> **GOAL**:
Count the lines in the data below that contain the string "green" and give only that number.

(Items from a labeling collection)
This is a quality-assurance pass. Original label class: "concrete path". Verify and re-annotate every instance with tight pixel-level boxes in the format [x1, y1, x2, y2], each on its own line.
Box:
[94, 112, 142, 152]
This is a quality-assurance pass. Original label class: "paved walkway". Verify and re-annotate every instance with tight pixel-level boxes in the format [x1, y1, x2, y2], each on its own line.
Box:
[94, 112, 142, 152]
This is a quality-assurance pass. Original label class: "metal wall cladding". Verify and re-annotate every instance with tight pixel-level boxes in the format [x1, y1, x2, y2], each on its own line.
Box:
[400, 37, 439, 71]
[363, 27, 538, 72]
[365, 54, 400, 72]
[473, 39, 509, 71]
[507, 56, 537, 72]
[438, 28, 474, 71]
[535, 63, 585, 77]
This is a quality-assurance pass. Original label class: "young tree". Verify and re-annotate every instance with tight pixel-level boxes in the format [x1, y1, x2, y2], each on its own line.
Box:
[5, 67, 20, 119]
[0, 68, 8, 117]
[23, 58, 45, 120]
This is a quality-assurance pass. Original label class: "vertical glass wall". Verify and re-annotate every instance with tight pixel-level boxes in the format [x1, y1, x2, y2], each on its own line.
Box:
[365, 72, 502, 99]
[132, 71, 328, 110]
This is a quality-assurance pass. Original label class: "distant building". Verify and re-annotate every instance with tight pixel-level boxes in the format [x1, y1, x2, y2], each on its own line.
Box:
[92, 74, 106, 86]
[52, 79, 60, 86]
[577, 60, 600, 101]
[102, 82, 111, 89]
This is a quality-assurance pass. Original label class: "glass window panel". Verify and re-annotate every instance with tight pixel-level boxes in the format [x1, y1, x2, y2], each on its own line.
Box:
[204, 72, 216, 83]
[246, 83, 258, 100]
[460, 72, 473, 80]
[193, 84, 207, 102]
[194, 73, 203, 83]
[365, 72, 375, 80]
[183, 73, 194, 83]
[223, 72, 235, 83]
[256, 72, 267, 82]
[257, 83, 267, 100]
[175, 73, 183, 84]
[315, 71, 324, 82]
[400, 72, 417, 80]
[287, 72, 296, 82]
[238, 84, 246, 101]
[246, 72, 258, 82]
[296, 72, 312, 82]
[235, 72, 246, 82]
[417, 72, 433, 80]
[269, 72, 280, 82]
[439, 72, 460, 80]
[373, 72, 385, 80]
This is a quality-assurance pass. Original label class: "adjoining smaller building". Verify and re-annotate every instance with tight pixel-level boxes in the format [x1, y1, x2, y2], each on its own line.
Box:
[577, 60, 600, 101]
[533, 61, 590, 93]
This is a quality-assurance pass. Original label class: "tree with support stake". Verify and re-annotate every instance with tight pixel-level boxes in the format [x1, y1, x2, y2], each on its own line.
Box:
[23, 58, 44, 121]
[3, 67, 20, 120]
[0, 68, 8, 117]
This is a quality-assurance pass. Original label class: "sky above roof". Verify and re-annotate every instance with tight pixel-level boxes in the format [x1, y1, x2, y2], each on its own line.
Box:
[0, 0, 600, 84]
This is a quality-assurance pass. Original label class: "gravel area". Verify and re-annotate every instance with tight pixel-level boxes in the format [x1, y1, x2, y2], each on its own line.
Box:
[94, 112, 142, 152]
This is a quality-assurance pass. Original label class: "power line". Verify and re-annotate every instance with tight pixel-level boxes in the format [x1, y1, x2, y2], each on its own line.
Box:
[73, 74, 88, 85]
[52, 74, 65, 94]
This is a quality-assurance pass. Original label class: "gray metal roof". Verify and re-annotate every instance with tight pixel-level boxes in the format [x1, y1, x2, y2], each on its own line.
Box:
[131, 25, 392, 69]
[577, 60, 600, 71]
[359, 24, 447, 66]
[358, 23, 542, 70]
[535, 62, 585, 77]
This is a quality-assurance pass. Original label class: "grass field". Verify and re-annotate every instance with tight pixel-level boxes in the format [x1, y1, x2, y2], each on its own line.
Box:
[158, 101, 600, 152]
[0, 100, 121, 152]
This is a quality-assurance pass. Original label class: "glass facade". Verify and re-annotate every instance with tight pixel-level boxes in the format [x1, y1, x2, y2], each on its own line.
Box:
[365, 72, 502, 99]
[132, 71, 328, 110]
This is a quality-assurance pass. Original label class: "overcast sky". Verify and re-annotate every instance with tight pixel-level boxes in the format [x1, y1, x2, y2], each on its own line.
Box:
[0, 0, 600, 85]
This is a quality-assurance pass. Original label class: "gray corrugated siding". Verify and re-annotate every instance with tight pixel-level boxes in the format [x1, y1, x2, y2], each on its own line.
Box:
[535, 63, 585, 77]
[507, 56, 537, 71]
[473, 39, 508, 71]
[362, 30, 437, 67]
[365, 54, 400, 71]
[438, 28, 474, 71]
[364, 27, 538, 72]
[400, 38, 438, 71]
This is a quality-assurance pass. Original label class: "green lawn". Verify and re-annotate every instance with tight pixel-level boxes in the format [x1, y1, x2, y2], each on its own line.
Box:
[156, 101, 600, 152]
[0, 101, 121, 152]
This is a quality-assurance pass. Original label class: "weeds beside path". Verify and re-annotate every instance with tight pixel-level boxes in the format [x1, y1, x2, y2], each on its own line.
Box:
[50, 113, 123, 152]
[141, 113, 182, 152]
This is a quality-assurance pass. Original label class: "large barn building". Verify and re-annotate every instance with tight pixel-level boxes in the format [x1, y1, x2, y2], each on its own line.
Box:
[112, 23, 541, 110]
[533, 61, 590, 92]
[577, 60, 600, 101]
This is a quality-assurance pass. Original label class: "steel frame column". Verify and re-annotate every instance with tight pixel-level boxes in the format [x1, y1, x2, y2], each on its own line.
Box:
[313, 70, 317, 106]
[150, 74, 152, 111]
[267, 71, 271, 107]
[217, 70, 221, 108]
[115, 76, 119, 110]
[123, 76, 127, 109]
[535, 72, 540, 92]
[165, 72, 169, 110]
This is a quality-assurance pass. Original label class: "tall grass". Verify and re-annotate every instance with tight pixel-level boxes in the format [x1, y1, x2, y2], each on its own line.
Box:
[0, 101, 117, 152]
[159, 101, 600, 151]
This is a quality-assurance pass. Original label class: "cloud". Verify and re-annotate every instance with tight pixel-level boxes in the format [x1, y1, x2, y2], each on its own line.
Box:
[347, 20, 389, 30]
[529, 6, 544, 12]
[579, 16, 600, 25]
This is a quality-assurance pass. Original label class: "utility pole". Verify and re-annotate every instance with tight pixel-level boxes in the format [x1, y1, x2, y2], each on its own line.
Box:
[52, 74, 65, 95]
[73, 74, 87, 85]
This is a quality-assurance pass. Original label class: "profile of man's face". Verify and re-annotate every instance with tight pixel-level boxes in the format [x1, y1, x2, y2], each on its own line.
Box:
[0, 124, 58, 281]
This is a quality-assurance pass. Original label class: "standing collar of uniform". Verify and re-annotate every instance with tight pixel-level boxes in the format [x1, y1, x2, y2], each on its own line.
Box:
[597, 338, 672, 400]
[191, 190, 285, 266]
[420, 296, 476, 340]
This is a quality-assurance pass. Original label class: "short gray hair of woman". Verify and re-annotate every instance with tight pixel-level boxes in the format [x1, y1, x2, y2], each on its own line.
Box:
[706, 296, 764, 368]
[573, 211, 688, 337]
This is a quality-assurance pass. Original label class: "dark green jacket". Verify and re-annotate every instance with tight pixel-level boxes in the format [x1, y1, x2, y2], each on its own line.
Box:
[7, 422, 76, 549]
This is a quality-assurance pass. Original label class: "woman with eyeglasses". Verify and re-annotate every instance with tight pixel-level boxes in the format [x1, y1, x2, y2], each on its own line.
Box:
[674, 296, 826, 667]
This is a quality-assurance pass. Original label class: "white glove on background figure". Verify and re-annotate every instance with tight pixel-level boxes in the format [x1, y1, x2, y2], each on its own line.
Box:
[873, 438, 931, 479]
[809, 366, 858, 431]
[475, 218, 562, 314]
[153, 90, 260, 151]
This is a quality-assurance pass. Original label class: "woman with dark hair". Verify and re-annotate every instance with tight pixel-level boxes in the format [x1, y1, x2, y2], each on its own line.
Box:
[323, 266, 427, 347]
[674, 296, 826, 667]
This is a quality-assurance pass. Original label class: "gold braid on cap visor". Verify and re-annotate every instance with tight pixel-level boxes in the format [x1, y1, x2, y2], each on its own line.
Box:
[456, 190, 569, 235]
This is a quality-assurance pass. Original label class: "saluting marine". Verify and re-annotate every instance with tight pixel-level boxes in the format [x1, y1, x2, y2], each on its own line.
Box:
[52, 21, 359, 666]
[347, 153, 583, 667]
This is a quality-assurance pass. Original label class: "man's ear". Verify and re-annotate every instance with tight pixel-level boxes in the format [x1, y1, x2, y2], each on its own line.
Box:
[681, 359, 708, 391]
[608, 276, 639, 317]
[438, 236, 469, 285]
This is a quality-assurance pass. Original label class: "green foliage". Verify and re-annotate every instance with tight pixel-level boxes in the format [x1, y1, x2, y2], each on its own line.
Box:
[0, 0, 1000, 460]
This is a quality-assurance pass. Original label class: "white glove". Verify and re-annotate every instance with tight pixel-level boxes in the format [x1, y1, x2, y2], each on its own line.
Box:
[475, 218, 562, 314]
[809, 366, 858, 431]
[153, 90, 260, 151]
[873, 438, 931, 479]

> **FINAL RESULT**:
3